:: Text shown ::
Albendazole is a synthetic nitroimidazole with wide spectrum coverage as an antiparasitic drug.

Bioavailability of albendazole  is poor, but is increased when ingested with food, particularly high-fat foods.

Albendazole is rapidly converted to albendazole sulfoxide via first pass hepatic metabolism, peaking levels 2–5 hours after ingestion.

Conversion to albendazole sulfoxide also occurs in the gut, where it is then excreted directly into the lumen

Albendazole sulfoxide is 70% protein bound in plasma and is widely distributed throughout the body; it has been detected in urine, bile, liver, cyst wall, cyst fluid, and cerebral spinal fluid (CSF).

The mean half-life is 8–12 hours depending on the dose, with excretion probably through the biliary system.

Following oral administration, albendazole has not been detected in human urine.

Urinary excretion of albendazole sulfoxide is a minor elimination pathway with less than 1% of the dose recovered in the urine.

Significant toxicity and mortality were shown in male and female mice at doses exceeding 5,000 mg/kg; in rats, at estimated doses between 1,300 and 2,400 mg/kg.
:::
:: Extracted data ::
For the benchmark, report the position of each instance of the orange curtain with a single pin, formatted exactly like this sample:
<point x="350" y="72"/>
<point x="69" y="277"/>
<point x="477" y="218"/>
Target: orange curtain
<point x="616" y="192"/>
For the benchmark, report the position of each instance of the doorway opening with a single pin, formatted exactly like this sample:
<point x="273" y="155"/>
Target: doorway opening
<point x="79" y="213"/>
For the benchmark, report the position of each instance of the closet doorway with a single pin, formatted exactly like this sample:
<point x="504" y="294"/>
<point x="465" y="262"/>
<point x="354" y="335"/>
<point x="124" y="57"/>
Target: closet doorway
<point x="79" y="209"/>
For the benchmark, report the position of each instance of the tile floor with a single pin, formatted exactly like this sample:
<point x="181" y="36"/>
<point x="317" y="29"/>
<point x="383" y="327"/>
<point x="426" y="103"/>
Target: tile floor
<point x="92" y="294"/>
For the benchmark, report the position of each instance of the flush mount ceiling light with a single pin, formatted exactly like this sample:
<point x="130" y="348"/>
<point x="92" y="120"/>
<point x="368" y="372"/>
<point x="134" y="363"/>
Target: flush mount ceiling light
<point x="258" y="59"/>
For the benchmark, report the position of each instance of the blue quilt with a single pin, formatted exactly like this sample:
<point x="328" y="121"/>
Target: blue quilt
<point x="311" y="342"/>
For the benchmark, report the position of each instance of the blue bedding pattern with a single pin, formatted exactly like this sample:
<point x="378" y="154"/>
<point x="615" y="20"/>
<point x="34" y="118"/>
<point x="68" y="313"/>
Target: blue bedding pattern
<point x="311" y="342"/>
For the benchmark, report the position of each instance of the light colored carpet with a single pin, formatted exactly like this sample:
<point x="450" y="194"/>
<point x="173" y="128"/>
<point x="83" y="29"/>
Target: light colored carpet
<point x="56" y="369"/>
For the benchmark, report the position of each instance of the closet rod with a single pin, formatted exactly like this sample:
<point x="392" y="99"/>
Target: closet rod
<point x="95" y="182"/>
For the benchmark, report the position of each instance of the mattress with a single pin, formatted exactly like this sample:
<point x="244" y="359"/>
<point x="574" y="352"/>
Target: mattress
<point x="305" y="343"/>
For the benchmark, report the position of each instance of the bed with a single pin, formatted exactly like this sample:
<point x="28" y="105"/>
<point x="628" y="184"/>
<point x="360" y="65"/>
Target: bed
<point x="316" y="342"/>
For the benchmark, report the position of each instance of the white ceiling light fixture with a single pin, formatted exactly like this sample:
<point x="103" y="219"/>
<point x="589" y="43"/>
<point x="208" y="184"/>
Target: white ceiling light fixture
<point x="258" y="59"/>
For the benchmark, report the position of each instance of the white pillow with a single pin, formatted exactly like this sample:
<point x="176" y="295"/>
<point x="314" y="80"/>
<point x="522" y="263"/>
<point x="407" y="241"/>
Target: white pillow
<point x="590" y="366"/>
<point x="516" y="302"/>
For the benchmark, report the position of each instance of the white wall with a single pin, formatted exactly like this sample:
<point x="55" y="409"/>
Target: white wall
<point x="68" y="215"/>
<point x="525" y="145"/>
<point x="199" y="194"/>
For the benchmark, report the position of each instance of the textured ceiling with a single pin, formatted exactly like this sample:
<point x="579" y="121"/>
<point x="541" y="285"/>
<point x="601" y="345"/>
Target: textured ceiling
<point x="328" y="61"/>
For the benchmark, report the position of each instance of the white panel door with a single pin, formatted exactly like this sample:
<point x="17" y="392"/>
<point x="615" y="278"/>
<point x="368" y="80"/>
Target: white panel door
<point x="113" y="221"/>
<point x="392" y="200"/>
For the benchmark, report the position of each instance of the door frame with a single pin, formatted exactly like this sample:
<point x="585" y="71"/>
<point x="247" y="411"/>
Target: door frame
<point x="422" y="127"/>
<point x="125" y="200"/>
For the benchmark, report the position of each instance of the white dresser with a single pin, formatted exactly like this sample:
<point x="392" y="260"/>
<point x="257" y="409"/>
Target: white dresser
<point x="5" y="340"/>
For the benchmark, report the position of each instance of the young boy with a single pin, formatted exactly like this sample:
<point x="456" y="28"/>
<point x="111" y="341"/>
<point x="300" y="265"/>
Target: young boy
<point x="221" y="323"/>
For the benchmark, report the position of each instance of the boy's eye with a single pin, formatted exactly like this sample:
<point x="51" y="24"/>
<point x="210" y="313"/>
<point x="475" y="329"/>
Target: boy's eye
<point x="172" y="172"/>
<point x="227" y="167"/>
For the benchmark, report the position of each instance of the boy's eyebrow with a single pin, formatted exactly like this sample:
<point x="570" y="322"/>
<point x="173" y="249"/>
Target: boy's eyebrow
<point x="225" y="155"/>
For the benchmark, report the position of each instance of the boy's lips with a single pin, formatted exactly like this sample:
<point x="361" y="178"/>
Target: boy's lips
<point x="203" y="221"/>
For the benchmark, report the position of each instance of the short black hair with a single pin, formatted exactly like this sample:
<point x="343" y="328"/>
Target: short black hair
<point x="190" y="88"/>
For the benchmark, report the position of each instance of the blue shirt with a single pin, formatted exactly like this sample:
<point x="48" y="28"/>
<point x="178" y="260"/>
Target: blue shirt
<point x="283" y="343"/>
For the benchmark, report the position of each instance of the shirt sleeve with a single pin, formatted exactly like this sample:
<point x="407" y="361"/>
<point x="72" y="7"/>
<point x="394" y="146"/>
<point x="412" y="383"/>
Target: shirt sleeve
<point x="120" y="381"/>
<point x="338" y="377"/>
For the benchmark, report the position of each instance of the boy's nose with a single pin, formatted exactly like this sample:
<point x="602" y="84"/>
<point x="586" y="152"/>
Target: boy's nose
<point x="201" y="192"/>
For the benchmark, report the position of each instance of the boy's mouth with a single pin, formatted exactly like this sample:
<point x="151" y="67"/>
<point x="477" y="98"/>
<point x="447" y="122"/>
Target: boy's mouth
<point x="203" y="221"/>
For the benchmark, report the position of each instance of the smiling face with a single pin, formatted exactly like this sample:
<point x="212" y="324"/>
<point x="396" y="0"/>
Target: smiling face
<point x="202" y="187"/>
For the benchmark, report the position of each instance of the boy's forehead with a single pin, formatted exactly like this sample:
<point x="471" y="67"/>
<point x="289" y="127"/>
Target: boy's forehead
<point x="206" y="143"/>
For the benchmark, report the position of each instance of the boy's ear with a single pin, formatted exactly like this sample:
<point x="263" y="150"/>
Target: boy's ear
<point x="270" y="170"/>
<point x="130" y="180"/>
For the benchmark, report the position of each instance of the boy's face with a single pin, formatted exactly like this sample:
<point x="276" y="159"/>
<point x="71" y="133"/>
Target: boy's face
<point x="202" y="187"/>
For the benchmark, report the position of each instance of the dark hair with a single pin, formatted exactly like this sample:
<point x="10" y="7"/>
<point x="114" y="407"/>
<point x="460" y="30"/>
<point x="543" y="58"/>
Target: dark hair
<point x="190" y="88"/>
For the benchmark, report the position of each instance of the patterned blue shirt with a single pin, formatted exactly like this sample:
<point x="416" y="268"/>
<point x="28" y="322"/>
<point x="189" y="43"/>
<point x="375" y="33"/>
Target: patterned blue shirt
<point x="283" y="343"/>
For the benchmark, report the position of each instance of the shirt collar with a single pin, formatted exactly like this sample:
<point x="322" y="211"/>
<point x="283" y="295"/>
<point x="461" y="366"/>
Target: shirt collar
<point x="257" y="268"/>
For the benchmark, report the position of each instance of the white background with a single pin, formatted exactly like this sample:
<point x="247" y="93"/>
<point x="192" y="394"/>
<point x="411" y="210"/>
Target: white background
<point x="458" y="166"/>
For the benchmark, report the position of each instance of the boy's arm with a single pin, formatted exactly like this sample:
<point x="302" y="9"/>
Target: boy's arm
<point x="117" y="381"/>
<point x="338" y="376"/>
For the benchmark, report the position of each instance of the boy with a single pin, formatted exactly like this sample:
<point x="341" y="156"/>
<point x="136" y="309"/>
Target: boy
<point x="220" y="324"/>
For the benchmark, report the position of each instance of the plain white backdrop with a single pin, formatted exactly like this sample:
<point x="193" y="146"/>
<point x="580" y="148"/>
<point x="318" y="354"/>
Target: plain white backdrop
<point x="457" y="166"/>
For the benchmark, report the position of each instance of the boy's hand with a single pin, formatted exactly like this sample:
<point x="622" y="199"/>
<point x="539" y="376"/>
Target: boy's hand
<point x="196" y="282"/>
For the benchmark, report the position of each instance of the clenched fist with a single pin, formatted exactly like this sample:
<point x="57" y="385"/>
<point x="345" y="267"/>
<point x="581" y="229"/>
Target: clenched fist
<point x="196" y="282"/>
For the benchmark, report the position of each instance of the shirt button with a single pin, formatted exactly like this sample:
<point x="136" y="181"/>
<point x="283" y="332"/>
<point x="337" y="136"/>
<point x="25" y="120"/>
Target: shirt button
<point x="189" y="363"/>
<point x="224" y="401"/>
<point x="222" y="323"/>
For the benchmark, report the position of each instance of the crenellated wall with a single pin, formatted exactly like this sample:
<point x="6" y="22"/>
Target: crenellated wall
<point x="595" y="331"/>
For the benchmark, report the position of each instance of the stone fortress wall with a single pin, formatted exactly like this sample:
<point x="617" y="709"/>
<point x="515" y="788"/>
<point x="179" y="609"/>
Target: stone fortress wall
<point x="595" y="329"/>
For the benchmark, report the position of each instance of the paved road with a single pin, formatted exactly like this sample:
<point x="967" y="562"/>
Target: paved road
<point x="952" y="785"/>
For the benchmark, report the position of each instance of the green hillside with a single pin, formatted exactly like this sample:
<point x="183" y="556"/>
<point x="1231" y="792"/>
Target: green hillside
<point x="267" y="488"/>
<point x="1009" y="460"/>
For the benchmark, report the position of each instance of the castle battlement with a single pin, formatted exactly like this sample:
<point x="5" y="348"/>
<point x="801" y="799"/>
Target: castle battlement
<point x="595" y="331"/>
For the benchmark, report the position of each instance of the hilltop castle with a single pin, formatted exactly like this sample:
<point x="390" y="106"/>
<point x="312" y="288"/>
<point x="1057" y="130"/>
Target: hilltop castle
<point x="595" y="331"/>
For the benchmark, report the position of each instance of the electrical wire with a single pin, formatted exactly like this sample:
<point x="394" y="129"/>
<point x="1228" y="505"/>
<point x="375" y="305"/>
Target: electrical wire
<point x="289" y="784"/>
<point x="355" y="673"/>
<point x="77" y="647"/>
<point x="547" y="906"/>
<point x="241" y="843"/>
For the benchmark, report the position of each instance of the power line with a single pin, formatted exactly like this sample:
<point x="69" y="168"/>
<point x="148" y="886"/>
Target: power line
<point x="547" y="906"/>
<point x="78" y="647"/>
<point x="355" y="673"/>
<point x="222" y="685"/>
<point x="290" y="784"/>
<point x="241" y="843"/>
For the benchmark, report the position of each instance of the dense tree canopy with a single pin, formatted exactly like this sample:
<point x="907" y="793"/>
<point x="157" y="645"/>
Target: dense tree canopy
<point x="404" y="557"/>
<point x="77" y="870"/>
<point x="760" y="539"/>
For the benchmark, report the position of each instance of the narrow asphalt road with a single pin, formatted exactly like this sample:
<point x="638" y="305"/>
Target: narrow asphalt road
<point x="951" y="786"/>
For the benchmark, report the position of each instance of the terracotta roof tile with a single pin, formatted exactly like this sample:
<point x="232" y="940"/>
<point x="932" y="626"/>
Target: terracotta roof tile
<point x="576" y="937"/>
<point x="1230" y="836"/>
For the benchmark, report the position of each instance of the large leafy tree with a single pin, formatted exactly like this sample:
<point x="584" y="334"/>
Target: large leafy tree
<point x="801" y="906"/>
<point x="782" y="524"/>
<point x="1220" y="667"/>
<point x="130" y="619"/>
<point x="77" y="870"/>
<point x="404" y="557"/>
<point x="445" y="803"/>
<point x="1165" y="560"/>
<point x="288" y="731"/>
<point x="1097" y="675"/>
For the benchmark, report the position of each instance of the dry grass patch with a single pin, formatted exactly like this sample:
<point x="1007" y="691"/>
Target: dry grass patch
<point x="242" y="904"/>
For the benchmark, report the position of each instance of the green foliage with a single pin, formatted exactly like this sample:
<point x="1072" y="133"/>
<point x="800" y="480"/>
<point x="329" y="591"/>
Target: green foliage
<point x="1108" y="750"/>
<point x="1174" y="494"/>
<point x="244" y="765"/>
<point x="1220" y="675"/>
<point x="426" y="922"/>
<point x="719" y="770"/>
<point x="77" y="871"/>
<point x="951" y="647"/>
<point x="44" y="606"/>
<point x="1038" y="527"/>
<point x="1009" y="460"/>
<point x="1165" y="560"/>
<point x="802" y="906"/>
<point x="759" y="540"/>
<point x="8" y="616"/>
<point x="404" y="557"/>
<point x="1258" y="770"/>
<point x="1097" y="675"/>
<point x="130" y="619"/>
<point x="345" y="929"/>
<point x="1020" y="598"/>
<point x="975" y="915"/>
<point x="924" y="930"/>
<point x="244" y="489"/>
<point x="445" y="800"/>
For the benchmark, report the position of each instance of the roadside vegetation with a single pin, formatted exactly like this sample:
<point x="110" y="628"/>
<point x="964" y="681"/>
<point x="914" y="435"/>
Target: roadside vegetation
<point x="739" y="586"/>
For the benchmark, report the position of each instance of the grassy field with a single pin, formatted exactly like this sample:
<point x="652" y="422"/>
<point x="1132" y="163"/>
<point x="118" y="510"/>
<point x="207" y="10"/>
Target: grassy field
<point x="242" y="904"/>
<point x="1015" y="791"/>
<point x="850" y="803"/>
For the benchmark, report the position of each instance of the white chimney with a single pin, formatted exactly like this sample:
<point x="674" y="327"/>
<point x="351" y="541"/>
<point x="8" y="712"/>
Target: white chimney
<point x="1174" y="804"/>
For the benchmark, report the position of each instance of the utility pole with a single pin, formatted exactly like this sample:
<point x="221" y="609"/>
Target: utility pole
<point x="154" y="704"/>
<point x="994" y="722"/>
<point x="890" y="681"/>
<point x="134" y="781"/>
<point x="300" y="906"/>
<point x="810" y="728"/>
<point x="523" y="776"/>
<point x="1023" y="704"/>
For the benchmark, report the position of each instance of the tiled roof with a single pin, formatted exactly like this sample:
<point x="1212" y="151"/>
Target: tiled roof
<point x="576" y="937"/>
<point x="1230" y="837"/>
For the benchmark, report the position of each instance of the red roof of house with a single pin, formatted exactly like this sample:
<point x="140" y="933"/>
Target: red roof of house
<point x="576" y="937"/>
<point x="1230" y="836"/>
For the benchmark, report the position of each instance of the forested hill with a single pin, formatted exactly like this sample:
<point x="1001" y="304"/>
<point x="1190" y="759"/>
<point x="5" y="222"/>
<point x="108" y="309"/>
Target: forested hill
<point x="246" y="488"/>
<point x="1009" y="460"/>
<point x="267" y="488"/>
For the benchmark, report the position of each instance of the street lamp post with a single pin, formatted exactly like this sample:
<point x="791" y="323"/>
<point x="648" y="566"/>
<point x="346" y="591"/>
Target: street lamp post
:::
◆ **What is being asked**: Using the albendazole text, explain why it can matter whether the drug is taken with a high-fat meal. Nothing in the data is needed here.

◆ **Answer space**: Albendazole's bioavailability is poor, but it increases when the drug is taken with food. High-fat foods increase it most.